- [Exercise inputs]:
◇ ◇ ◇ ◇ ◇

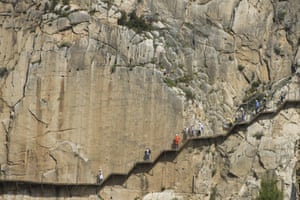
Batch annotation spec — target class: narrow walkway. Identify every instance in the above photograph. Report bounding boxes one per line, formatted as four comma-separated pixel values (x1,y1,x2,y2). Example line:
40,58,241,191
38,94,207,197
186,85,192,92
1,90,300,196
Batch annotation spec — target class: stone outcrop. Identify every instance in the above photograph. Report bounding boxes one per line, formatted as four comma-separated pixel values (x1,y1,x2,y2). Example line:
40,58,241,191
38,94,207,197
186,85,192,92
0,0,300,199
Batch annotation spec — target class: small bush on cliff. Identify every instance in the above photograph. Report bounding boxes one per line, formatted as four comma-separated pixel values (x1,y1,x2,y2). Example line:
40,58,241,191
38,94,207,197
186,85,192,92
274,46,282,56
256,174,283,200
62,0,70,5
209,186,217,200
128,11,152,33
117,10,152,33
50,0,59,11
59,41,72,48
238,64,245,71
163,77,176,87
251,80,261,89
0,67,8,78
177,74,193,83
277,10,286,22
182,88,195,101
253,131,264,140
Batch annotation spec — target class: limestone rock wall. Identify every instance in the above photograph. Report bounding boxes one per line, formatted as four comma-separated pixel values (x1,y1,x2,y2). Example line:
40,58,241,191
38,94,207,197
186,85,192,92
0,0,184,183
101,90,300,200
0,0,300,199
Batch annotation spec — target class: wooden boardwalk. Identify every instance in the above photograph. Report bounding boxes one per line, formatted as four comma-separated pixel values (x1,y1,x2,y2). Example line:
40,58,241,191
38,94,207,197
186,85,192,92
1,99,300,196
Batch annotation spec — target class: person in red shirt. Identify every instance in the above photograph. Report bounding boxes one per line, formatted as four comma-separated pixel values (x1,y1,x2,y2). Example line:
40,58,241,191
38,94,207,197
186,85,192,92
174,134,180,149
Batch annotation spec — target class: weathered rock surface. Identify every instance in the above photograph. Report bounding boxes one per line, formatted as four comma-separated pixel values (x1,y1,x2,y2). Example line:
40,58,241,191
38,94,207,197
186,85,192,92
100,97,300,200
0,0,300,199
0,1,184,184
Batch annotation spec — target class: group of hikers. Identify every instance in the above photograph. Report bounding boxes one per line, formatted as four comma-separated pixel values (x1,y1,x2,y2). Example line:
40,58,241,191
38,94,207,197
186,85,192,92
141,121,205,163
97,140,177,184
225,87,290,129
97,83,295,184
182,121,204,138
224,98,265,129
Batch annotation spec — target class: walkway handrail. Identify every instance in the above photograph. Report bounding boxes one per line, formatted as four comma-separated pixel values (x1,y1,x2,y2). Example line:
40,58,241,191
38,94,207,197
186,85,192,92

◇ ◇ ◇ ◇ ◇

- [Task details]:
Strip out the pictures and repeat the listing above exactly.

- [Exercise answer]:
Batch annotation spec — target class: narrow walkway. Identify every instance in the above photograph. Report bounding boxes one per line, formatted as four comma-separated pixel values (x1,y1,x2,y2). Example line:
40,58,241,191
38,94,207,197
186,85,192,92
1,90,300,196
Batch annotation spec — target class: stone outcrop. Identify every instance in the above photograph. Report bounding boxes one per line, formatted as four comma-separated pixel values (x1,y1,x2,y2). Example line:
40,58,241,191
38,94,207,197
186,85,192,92
0,0,300,199
Batch annotation spec — target class: small bush on cliff. Identify every instance in the above photograph. Report bounding boxes one per line, formatted as four comma-separated pixel values (x1,y1,x2,y2). Example line:
40,58,241,191
38,94,207,197
186,85,192,92
274,46,282,56
256,174,283,200
62,0,70,5
209,186,217,200
128,11,152,33
117,10,152,33
50,0,59,11
59,41,72,48
238,64,245,71
163,77,176,87
251,80,261,89
0,67,8,78
177,74,193,83
277,10,286,22
182,88,195,101
253,131,264,140
Batch annotation spec — target class: limestone rock wall. Identify every instance in the above photograph. Report bounding boxes one per line, formatted as four comma-separated pixel values (x1,y1,x2,y2). Example line:
40,58,241,191
38,94,207,197
186,85,192,92
0,0,184,183
101,90,300,200
0,0,300,199
Batch annotation spec — target class: wooden boardwalk. Identify every instance in the above photograph. Report bounding boxes one per line, formatted as four comma-separated pixel values (x1,y1,x2,y2). Example line:
40,58,241,191
38,94,207,197
186,85,192,92
1,99,300,196
Batch annotation spec — target class: person in red shirt. Identify every instance in the above photograph. Report bounding boxes one per line, formatted as four comma-separated pixel values (x1,y1,x2,y2). Example line:
40,58,241,191
38,94,207,197
186,85,192,92
174,134,180,149
Batch annotation spec — target class: weathered rock surface. Identify every instance in the above photograph. Report bounding boxes one per line, formatted as four comma-separated pixel values (x1,y1,x2,y2). Example line:
40,58,241,191
38,94,207,197
186,85,192,92
100,97,300,200
0,0,300,199
0,1,184,184
Batch annotation spec — target class: group of hikers. Identify every instance in the above photograph. Report bounding boxes one per line, formatted as four comma-separated pixel values (x1,y1,x2,y2). Example line:
40,58,241,191
38,94,207,197
186,85,192,92
141,121,205,163
97,140,177,184
225,87,290,129
97,83,295,184
182,121,204,138
224,98,265,129
Batch annotation spec — target class: walkway handrail. Identify every instance in the above photograph. Report bounding boxes one per line, formatted as four comma-separated pixel values (x1,y1,x2,y2). Example line:
40,58,241,191
38,94,207,197
186,85,192,92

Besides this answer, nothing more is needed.